(Beginning of Information provided)

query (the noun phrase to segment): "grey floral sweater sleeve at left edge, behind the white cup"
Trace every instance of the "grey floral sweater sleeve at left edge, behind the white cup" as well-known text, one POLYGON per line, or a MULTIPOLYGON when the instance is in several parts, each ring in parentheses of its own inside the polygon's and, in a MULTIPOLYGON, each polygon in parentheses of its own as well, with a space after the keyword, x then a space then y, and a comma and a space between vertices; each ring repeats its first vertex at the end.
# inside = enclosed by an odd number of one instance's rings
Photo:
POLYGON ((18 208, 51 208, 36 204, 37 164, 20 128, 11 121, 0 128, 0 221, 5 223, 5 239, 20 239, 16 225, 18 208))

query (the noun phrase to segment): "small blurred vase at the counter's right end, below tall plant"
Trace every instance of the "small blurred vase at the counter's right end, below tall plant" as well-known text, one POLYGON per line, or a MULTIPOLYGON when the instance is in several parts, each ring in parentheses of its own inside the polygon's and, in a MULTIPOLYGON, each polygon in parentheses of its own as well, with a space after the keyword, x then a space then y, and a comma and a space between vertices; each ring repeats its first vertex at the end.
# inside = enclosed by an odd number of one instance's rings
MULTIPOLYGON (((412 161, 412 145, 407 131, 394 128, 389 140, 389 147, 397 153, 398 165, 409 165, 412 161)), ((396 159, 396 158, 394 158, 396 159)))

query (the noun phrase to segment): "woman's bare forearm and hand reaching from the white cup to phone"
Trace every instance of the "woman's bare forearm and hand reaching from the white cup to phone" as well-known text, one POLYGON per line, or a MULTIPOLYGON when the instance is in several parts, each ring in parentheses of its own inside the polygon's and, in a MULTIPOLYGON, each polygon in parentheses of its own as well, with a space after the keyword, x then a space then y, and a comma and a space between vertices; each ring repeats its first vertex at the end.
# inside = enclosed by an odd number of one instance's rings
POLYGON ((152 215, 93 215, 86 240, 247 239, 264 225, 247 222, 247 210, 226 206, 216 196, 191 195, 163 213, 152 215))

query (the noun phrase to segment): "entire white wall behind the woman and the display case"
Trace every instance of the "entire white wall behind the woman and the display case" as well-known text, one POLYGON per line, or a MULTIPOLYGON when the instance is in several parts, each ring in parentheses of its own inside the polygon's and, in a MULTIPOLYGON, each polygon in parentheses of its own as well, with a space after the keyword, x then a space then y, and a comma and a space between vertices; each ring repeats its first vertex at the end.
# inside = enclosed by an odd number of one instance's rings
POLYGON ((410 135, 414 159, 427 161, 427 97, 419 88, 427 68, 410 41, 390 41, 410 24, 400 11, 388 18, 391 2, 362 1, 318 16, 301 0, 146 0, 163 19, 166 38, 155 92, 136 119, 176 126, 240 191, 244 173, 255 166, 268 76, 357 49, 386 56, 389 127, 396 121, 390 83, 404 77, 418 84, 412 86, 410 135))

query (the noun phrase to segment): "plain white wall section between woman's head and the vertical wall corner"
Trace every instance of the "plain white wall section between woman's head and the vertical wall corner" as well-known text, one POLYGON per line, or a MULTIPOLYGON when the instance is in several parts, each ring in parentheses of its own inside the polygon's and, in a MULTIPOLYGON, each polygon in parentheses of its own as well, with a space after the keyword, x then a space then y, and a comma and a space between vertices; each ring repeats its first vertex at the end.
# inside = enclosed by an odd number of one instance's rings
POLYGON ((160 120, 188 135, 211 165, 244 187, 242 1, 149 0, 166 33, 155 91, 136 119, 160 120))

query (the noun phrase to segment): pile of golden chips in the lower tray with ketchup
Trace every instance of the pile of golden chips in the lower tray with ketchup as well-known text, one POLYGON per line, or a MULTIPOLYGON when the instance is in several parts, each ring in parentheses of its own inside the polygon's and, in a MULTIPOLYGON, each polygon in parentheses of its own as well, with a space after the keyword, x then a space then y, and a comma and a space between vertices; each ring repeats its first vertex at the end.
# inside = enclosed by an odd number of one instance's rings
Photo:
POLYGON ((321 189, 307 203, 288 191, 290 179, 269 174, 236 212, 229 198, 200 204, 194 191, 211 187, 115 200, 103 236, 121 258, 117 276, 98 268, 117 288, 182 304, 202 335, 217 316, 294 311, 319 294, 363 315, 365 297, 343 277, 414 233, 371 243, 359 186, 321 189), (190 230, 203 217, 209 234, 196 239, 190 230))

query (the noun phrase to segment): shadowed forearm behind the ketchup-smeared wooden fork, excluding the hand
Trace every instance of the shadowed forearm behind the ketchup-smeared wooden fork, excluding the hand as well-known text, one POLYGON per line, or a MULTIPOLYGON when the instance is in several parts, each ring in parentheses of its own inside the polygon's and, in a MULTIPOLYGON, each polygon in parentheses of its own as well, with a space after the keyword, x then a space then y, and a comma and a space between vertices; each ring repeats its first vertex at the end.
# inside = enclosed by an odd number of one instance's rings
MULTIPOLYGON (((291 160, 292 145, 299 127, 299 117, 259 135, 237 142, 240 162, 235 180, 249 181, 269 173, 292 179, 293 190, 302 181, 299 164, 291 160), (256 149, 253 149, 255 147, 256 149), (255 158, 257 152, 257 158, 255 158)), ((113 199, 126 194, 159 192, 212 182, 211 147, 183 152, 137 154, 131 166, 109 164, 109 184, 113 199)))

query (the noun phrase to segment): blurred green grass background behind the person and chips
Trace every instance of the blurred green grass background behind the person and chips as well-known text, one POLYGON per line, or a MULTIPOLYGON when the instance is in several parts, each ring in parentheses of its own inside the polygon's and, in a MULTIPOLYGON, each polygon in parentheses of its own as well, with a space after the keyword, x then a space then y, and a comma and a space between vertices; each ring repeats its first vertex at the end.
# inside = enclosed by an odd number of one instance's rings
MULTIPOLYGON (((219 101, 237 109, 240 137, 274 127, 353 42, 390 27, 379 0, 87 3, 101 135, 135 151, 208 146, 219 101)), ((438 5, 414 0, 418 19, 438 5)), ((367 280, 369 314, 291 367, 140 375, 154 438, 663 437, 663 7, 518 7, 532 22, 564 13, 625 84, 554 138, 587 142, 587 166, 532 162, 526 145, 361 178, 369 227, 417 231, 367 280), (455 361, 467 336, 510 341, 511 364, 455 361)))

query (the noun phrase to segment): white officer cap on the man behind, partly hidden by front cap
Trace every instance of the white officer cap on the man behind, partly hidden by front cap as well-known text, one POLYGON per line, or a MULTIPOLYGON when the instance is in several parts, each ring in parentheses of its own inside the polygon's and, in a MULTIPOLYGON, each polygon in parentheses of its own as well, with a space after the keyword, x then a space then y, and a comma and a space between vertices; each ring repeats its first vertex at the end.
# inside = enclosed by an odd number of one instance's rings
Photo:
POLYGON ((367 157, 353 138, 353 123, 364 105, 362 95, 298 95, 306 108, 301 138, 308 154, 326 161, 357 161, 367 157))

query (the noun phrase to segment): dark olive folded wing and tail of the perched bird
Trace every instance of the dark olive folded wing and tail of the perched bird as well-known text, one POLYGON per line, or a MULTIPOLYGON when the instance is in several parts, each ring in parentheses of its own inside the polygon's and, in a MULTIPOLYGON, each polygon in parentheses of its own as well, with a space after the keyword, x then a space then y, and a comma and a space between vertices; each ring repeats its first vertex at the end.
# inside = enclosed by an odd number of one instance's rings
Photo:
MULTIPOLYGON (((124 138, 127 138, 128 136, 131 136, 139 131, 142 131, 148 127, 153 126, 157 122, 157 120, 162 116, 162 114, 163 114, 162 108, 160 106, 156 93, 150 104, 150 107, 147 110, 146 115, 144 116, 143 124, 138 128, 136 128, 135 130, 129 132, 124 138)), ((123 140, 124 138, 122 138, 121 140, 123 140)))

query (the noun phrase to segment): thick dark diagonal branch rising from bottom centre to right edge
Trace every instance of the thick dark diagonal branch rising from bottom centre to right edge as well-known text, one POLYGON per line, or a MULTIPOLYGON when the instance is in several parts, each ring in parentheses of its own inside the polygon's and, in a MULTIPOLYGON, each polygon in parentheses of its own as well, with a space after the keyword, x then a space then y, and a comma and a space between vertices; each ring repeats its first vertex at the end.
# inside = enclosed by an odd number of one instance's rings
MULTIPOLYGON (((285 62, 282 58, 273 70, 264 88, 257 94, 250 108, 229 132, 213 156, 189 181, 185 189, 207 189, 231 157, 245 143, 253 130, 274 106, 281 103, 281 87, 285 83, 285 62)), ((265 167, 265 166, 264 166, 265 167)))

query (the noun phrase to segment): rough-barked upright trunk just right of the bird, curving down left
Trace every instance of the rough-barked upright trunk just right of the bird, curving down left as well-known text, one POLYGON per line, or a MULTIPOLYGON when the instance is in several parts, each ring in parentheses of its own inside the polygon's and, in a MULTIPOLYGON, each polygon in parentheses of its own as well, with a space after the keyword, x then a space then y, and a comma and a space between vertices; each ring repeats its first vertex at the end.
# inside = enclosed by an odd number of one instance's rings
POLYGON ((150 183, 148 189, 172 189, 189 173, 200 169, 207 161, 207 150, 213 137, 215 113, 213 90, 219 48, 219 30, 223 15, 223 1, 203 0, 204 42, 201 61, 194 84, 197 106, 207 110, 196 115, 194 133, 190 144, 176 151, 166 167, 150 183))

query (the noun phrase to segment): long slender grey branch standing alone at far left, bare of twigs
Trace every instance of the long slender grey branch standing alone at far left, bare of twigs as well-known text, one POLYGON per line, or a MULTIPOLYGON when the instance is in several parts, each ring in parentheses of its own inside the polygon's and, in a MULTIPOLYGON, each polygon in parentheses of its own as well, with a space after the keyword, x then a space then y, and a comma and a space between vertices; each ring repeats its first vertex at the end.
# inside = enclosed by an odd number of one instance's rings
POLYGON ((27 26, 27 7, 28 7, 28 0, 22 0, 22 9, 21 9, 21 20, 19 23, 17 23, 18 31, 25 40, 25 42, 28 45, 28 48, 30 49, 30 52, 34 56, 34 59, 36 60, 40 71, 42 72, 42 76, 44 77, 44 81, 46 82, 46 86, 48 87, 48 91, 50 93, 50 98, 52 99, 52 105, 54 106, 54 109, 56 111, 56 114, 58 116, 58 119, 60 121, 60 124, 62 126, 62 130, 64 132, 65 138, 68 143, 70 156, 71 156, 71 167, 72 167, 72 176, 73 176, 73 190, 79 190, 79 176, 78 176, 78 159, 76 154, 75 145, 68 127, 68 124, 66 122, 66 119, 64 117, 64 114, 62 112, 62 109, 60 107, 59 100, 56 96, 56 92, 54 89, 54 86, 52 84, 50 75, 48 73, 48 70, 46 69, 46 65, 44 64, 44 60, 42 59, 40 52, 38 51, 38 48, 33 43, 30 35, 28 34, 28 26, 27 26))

(End of Information provided)

#### [Task to carry out]
Report every line containing the word "plain" from the listing above.

#### [Task solution]
query (the noun phrase to segment): "plain white wall section between woman's head and the vertical wall corner"
Trace every instance of the "plain white wall section between woman's head and the vertical wall corner" as well-known text, one POLYGON per line, or a MULTIPOLYGON when the instance is in several parts, each ring in parentheses of its own inside the polygon's and, in a MULTIPOLYGON, each polygon in parentheses of its own as well, with a space after the keyword, x then a space then y, and a comma and a space between vertices; each ring repeats its first vertex at the end.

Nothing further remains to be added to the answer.